● WORK REQUEST
Wherever the word "every" appears in the entries, copy the whole line.

*** Opening of DATA FOR THE TASK ***

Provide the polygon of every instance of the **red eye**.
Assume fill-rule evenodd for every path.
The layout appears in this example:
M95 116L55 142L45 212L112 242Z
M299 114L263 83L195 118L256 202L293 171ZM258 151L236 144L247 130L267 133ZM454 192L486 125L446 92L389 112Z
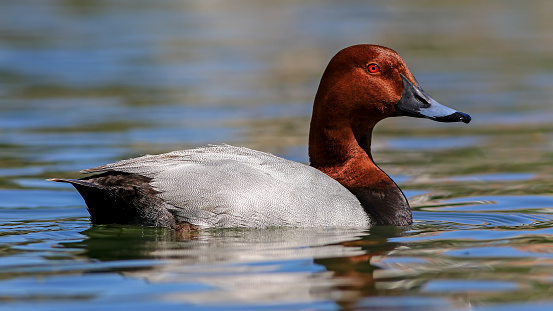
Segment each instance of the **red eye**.
M377 64L368 64L367 65L367 70L370 73L377 73L377 72L380 72L380 67L378 67Z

*** Close of DATA FOR THE TASK ***

● PROBLEM SOLUTION
Provide the polygon of every instance of the **red eye**.
Assume fill-rule evenodd for every path.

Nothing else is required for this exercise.